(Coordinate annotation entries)
— Begin —
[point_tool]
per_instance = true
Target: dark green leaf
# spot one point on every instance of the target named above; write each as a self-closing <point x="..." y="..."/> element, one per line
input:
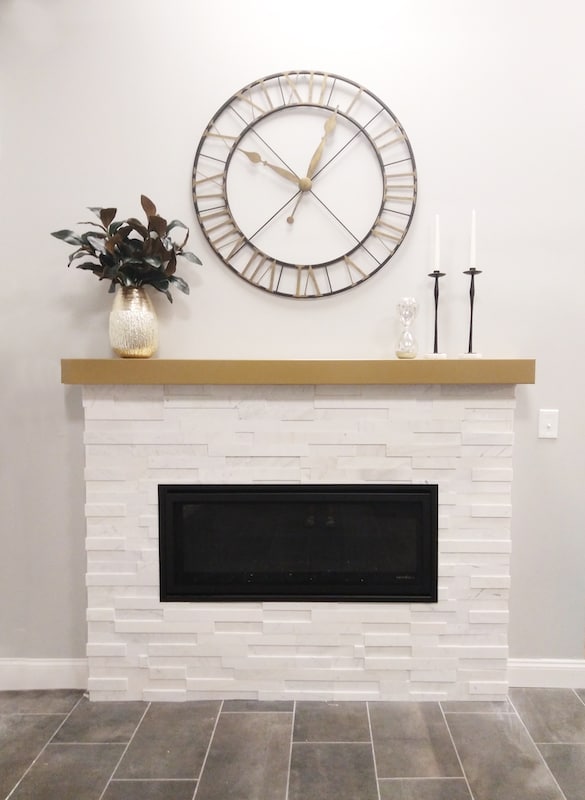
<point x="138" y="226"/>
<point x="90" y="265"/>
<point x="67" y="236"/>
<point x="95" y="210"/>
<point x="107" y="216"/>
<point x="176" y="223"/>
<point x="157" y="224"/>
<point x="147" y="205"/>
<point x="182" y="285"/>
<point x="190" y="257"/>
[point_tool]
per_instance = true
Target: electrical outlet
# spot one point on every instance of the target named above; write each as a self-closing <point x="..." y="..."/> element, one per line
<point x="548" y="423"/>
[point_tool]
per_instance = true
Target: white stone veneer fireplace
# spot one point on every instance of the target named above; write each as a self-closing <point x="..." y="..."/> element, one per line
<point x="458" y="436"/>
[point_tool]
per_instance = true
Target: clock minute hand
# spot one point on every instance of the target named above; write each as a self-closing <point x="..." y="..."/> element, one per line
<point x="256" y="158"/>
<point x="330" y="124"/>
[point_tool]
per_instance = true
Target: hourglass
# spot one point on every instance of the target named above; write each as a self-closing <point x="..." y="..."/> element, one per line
— End —
## Stated exercise
Return all of the material above word for word, omitting the pictures.

## Result for this task
[point_tool]
per_instance = true
Target: dark green leaf
# spot one point on every instance of the target named above; write each as a self-closing <point x="..." y="..."/> element, one per line
input:
<point x="138" y="226"/>
<point x="90" y="265"/>
<point x="67" y="236"/>
<point x="95" y="210"/>
<point x="107" y="216"/>
<point x="176" y="223"/>
<point x="157" y="224"/>
<point x="147" y="205"/>
<point x="182" y="285"/>
<point x="190" y="257"/>
[point_tool]
per_instance = true
Target: electrical outlet
# spot one point on every instance of the target named above; write each as a self-closing <point x="..." y="..."/> element, one per line
<point x="548" y="423"/>
[point_tool]
per_instance = true
Target: white stone veneer fireplace
# spot one point on every instance of the target named above; write each as a self-closing <point x="..." y="..."/> element, one per line
<point x="458" y="436"/>
[point_tool]
per_instance = true
Target: clock minute hand
# spot one point on every instance of the target named above; write each as a self-closing <point x="..." y="..."/> element, one per line
<point x="256" y="158"/>
<point x="330" y="124"/>
[point_tool]
per_instance = true
Target: hourglass
# spot one point on every instance of the target named above; write each as a self-closing <point x="..." y="..."/> element, one per line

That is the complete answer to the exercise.